[[ EXCERPTED TEXT, beginning ]]

HCA Broadlands lawsuit dropped, application re-submitted to the Loudoun Board
As rumored, the HCA lawsuit over the BRMC is being dropped as HCA re-submits its application to the new Board of Supervisors:
Broadlands Regional Medical Center is back on the county’s plate, without need of a ruling from the Circuit Court, thanks to a vote tonight by the Loudoun County Board of Supervisors.
Less than five days before the county was scheduled to go to court with Northern Virginia Community Hospital owners Hospital Corporation of America over the previous board’s denial of a special exception application for the Broadlands Regional Medical Center, supervisors voted 5-4 to authorize County Attorney Jack Roberts to delay the court case while hospital representatives submit a new land use application for the Broadlands project. The trial was set to begin at 9 a.m. Monday, March 10.
The vote ended speculation in recent weeks that the case would be continued following the November election that saw the ousting of four Republicans who opposed the Ashburn hospital and a new application would be submitted to a board expected to be more receptive to the proposal.
This seems, to me, to be a curious move. Scott York has always been a proponent of the new hospital. I have no idea about the rest of them – for certain, anyway – but the tally of the vote to allow a re-submission of the application gives some clue to the level of support. Supervisors Burton, Waters, Delgaudio, and Buckley all voted against the motion, preferring to allow the court case to proceed and a ruling to be made. I think that pretty clearly shows they do not support the hospital at Boardlands, but does all of this this mean that the other 5 do support the BRMC? The only way HCA would think that going through the Board’s approval process again over what will be, as Mark Foust of HCA says, “essentially an identical application” would do them any good is if they’d gotten a fair signal that it’ll get approved this time.
That, or HCA’s lawyers are suddenly having second thoughts about the strength of their case. Although it might be more of a political move; getting approval from the board would allow them to take the moral high ground in a way using a lawsuit to shove the BRMC down everyone’s throats would not.

[[ EXCERPTED TEXT, end ]]

Copy the passage from the post on the dropped HCA Broadlands lawsuit word for word, starting at "HCA Broadlands lawsuit" and ending at "Board of Supervisors.".

[[ SUPPLIED RECORDS, beginning ]]

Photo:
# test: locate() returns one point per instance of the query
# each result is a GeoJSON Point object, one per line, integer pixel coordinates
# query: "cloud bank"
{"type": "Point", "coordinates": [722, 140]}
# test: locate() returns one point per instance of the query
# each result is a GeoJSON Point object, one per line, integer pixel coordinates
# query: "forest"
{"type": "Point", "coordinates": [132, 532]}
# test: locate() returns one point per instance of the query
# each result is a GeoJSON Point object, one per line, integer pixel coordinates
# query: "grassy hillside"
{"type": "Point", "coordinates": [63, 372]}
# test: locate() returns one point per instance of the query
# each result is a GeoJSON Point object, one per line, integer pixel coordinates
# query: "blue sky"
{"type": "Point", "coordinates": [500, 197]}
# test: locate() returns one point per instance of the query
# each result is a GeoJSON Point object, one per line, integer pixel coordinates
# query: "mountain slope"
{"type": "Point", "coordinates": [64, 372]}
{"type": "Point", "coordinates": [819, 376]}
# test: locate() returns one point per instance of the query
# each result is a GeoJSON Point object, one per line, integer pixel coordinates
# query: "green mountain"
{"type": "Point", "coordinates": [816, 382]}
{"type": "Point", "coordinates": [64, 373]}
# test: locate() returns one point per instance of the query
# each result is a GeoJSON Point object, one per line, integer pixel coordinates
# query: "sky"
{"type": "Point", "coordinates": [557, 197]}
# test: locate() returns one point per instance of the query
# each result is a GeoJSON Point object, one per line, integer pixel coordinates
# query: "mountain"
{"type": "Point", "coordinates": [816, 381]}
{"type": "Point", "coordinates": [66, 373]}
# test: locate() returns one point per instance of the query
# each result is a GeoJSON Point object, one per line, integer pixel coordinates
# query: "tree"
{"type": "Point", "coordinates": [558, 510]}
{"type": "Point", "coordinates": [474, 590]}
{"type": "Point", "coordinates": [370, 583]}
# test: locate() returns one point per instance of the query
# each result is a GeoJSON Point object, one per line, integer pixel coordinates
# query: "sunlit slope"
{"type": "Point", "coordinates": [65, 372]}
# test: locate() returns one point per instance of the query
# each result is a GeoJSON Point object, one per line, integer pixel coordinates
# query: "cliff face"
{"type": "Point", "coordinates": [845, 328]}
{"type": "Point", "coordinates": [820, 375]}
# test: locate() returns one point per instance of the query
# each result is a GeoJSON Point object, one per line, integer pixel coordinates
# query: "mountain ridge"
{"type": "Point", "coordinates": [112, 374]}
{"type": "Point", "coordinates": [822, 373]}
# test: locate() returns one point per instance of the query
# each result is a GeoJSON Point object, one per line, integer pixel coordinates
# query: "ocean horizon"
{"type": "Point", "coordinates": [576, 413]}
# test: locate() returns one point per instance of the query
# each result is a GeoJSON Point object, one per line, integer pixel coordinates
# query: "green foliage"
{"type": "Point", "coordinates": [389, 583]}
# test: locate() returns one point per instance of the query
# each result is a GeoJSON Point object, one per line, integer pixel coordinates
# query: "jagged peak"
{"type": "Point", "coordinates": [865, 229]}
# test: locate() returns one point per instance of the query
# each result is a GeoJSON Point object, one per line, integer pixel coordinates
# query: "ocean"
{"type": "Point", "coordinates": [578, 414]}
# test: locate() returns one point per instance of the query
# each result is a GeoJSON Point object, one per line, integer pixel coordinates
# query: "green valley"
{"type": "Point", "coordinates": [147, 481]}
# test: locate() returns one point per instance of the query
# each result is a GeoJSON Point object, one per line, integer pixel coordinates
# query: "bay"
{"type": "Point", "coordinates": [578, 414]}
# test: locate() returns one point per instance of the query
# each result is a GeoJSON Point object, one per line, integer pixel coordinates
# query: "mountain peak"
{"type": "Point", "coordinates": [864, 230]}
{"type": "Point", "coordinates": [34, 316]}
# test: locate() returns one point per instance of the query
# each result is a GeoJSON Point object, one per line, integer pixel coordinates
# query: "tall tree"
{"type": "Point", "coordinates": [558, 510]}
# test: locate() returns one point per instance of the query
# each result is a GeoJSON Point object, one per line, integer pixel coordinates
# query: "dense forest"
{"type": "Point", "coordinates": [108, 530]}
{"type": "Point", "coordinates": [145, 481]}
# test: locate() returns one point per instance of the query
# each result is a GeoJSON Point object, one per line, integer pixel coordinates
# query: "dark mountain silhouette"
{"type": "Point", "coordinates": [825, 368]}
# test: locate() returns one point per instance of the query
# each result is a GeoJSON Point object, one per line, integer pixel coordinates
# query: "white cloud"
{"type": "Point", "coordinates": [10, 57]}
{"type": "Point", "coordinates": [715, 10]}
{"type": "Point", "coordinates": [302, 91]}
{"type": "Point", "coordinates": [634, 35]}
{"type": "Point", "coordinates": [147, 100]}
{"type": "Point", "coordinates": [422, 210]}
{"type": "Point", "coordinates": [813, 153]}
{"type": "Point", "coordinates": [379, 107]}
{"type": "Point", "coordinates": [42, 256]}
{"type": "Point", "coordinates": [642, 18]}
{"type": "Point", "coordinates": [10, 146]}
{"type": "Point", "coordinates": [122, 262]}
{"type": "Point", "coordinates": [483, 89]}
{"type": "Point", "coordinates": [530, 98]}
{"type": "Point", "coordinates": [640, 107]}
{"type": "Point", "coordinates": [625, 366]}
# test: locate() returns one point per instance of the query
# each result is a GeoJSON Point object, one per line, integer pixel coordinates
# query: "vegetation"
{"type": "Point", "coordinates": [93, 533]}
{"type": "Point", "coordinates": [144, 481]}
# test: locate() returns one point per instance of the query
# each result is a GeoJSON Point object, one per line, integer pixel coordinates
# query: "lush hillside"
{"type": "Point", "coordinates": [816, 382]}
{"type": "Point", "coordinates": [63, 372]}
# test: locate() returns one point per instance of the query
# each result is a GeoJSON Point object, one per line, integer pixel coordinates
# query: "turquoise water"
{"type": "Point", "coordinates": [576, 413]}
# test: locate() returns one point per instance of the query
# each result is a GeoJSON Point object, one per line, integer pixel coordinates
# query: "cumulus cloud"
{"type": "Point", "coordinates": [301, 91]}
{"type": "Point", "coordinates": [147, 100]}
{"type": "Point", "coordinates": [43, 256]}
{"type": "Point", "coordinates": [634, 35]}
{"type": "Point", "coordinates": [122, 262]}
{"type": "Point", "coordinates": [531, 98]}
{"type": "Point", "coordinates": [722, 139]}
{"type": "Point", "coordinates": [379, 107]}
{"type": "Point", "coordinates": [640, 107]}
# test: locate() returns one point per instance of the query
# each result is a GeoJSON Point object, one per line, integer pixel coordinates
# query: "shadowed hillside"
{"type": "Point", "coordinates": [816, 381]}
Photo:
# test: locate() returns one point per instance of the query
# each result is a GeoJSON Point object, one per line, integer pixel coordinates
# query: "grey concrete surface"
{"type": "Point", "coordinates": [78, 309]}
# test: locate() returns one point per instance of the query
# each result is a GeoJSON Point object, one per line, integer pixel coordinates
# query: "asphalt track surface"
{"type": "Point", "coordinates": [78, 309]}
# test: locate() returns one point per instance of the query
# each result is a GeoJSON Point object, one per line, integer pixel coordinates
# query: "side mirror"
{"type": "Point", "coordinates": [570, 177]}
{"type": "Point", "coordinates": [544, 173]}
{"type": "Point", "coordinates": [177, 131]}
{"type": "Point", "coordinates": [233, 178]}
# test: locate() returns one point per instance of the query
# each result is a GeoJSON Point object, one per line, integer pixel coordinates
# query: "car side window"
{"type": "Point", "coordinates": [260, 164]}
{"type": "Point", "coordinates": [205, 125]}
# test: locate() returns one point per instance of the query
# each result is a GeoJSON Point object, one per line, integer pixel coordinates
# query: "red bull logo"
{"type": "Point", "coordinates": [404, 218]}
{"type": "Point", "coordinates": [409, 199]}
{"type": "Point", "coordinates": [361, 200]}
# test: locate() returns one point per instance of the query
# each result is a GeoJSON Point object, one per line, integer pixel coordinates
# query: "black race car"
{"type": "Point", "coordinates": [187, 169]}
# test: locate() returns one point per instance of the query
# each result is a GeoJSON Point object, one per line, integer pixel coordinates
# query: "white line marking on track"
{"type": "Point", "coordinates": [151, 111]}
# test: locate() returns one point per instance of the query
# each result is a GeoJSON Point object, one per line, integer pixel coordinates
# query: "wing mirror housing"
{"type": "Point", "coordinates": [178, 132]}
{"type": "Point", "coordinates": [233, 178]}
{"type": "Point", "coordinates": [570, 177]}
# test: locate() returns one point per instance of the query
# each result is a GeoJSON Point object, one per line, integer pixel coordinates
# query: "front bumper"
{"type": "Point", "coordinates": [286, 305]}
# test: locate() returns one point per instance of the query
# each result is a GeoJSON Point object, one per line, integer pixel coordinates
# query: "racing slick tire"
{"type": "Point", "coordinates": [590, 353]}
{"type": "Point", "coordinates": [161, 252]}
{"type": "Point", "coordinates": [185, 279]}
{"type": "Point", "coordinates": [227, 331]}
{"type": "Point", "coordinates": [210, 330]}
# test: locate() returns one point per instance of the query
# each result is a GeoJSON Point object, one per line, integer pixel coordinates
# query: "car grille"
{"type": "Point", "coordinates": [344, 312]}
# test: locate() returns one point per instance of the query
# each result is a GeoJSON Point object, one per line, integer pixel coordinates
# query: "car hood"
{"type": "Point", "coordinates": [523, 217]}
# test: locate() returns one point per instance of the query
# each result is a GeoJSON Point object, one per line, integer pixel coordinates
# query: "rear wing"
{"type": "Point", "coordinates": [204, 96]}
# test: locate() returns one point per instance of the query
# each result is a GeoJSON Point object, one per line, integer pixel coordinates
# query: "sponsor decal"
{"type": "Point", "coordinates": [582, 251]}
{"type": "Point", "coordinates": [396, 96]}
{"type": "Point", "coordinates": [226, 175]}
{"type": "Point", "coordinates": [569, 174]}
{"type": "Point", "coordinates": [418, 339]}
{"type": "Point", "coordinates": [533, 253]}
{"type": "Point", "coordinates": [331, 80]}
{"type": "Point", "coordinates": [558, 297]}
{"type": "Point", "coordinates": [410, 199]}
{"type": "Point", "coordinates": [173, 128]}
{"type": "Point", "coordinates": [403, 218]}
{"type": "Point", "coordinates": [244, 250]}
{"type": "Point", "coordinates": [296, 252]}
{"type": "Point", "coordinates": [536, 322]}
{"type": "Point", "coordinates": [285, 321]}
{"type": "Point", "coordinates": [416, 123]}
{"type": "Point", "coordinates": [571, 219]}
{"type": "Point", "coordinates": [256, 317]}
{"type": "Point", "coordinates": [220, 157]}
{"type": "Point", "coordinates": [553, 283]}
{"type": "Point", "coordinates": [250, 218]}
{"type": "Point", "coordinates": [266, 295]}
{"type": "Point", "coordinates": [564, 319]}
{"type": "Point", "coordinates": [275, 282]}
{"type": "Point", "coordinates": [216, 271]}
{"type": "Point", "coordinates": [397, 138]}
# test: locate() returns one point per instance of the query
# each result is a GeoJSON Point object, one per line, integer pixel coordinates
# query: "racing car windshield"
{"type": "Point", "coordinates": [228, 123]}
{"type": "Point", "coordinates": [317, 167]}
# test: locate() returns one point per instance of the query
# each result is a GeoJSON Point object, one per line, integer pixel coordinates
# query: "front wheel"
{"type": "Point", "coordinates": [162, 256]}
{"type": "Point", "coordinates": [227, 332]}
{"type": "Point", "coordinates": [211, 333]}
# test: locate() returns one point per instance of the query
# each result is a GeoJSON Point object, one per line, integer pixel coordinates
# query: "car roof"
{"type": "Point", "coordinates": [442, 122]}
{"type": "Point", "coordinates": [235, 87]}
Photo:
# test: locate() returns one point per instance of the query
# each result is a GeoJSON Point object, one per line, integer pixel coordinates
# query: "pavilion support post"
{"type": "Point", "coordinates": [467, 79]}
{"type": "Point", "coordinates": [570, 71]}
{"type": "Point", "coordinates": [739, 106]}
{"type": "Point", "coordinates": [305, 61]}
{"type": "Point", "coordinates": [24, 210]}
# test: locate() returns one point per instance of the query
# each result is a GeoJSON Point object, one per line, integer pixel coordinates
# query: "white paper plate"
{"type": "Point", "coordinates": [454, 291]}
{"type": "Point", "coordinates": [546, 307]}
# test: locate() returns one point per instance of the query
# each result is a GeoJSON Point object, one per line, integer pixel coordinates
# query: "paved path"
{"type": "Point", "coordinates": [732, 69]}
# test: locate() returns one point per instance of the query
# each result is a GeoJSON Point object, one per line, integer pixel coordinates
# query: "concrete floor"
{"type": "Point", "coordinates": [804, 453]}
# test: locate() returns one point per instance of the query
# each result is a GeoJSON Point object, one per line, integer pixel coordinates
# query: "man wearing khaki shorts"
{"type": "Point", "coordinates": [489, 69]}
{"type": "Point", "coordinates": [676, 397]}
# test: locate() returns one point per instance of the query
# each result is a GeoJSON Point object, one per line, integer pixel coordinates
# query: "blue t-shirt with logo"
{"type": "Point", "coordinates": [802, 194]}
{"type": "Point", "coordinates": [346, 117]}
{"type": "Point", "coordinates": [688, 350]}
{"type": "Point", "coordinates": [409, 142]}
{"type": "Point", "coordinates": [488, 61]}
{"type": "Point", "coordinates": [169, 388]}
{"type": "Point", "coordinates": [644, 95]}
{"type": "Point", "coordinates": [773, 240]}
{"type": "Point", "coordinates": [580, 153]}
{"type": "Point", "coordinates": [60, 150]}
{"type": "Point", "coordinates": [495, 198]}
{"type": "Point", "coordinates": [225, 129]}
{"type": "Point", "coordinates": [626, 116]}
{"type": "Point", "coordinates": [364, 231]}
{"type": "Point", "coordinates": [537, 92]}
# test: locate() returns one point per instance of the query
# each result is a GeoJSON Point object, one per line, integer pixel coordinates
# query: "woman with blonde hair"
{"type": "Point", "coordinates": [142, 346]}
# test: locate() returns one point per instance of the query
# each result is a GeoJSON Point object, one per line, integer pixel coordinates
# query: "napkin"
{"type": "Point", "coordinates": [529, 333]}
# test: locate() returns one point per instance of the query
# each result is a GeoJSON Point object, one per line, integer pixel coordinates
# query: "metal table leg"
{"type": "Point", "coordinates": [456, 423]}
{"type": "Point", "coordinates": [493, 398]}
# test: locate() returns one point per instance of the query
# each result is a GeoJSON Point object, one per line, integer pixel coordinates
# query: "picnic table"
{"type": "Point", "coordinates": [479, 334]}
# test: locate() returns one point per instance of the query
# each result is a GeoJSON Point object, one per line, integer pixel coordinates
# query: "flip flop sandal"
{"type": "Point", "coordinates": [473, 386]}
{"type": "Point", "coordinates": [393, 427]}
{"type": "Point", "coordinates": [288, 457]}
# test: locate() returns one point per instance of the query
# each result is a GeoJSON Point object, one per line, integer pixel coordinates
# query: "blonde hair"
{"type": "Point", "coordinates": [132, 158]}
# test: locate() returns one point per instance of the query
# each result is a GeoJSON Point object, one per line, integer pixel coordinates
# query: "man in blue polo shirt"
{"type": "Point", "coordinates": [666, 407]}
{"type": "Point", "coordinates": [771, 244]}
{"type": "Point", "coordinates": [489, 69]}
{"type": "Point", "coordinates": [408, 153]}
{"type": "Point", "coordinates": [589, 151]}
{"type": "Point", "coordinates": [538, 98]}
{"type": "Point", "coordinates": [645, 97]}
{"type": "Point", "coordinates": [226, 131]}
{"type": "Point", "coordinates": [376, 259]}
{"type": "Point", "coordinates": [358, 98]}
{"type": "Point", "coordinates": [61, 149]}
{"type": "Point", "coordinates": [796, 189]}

[[ SUPPLIED RECORDS, end ]]

◆ **RESPONSE TO THE EXERCISE**:
HCA Broadlands lawsuit dropped, application re-submitted to the Loudoun Board
As rumored, the HCA lawsuit over the BRMC is being dropped as HCA re-submits its application to the new Board of Supervisors:
Broadlands Regional Medical Center is back on the county’s plate, without need of a ruling from the Circuit Court, thanks to a vote tonight by the Loudoun County Board of Supervisors.